[[ Document text open ]]

Ground is shifting on bobby calves: Dairy Australia’s David Nation
THE ground is shifting on what society will accept from milk producers in terms of where their bobby calves go. Promises are coming from all dairy nations.
Ireland's calf welfare charter guarantees no healthy calf euthanasia; in Denmark there will be no euthanasia by 2022, in the United Kingdom the same from 2023 and in New Zealand the promise is all calves will enter the market from June 2023.
For that reason, a shared future with beef is now a big part of a sustainable dairy business, according to David Nation, the managing director of the sector's big service provider Dairy Australia.
Speaking at the Australian Wagyu Association's annual conference in Melbourne, Mr Nation said the forces at play driving the two livestock sectors together were real.
"We have a challenge with our calf pathways and there is firm commitment by the whole industry, worldwide, to make change," he said.
As many as 60 per cent of future calves on dairies will be dairy beef and it will be expected they have a viable path forward, profitable for every farmer along the supply chain, Mr Nation said.
While it was expected Australia's dairy herd would be entirely bred from sexed semen within the next two years, that wasn't the answer. Surplus calves will still need a viable pathway.
Mr Nation presented a breakdown of where Australia's surplus dairy calves go now which showed 9pc were unviable and a very large portion were slaughtered as calves.
"We have to shrink that 9pc wedge and there is big opportunity in shifting that slaughtered wedge. We are continually working on genetic improvement for calf vitality and survival and improved management on-farm but the key is to grow that dairy-beef sector."
Data shows that bobby calf slaughter goes down as the Eastern Young Cattle Indicator goes up but Mr Nation said that was a 'mirage'.
"When you're making a decision of whether or not to keep a dairy calf based on the current EYCI price, you're out of sync by two years. It's not working so we have to move away from that," he said.
The answer was in relationships and partnerships with beef operations and building long-term, profitable pathways for dairy beef calves year-on-year.

[[ Document text closed ]]

### Required actions
1 > Answer these questions using the bobby calves article:
(a) By what year will Denmark have no calf euthanasia?
(b) At which event did Mr Nation speak?
(c) What share of Australia's surplus dairy calves did his breakdown show were unviable?
2 > Say whether each statement agrees with the bobby calves article, answering yes or no and quoting the words of the article that decide it.
(a) The United Kingdom will have no calf euthanasia from 2023.
(b) Mr Nation said breeding the herd entirely from sexed semen was the answer.
(c) Mr Nation called the link between bobby calf slaughter and the Eastern Young Cattle Indicator a mirage.
3 > Write the next part of the bobby calves article, picking up after its final sentence.
None of the data that comes next is needed.

[[ Available data open ]]

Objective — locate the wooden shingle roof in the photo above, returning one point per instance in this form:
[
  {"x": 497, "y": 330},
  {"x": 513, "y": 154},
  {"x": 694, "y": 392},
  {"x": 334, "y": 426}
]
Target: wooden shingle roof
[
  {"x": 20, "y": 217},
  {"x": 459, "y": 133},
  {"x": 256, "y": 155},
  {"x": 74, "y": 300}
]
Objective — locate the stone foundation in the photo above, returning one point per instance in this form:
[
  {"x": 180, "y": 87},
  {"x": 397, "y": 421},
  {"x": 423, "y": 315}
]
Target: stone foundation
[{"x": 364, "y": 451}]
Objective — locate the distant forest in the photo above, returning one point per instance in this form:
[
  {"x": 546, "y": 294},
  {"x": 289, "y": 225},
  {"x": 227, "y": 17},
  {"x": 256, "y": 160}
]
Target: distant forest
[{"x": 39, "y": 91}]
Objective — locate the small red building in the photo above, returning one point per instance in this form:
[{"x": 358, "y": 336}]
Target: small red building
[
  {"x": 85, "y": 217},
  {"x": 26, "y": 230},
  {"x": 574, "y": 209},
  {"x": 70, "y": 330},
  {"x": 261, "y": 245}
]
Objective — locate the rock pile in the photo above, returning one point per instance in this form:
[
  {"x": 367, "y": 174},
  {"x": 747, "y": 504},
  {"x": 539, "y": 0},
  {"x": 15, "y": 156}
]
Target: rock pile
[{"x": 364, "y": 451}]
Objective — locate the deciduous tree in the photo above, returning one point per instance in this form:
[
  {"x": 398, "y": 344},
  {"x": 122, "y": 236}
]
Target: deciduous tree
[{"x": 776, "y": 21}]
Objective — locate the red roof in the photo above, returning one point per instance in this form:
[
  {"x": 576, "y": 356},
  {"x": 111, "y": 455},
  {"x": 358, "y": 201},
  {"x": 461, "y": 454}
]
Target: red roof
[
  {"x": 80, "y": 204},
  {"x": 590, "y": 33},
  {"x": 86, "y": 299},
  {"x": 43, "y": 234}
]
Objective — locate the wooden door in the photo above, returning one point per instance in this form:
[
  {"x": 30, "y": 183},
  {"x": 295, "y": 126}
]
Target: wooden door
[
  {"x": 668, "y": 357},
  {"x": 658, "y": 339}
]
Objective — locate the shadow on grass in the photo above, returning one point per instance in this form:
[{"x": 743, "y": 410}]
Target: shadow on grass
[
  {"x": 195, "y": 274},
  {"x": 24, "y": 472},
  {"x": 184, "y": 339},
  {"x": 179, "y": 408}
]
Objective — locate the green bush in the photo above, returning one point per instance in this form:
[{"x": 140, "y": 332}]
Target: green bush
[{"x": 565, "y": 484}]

[[ Available data closed ]]

### Answers in order
1 >
(a) 2022
(b) The Australian Wagyu Association's annual conference in Melbourne
(c) 9pc

2 >
(a) Yes: "in the United Kingdom the same from 2023"
(b) No: "While it was expected Australia's dairy herd would be entirely bred from sexed semen within the next two years, that wasn't the answer."
(c) Yes: "Mr Nation said that was a 'mirage'"

3 >
The futures of dairy and Wagyu will only get closer with time, Mr Nation said.
Look over the fence
There's plenty the beef industry can learn from looking over the fence at dairy's 'decade of cow improvement', Mr Nation said.
"We have invested across soils, forages, animals, climate and more but if I had to nail down one part of our production system where the most change has been made it's clearly cow improvement," he said.
"The reality is for quite a long period of time up until 2010 there was investment but the benefits hadn't really taken off. In fact, in 2010, there was a case for saying that's enough investment in genetics. For all the gains made, there were losses too."
However, a plethora of technologies matured in the one decade 'in a way that was unheard of in our hundred years of breeding', Mr Nation said.
Today, a hair sample turned around in four weeks can give a dairy farmer an estimated breeding value with 80pc accuracy.
"We've reached the tipping point where people use these with confidence," Mr Nation said.
The breeding values work has seen world-firsts for Australia too - in heat tolerance and feed saved (net feed index).
Australia was the first dairy country in world to introduce feed saved as a trait for the whole of industry to use and it is now plugged into global networks.
"When a dairy farmer gets a genetic evaluation on feed saved today, that information carries a lot of historic beef information too," Mr Nation said.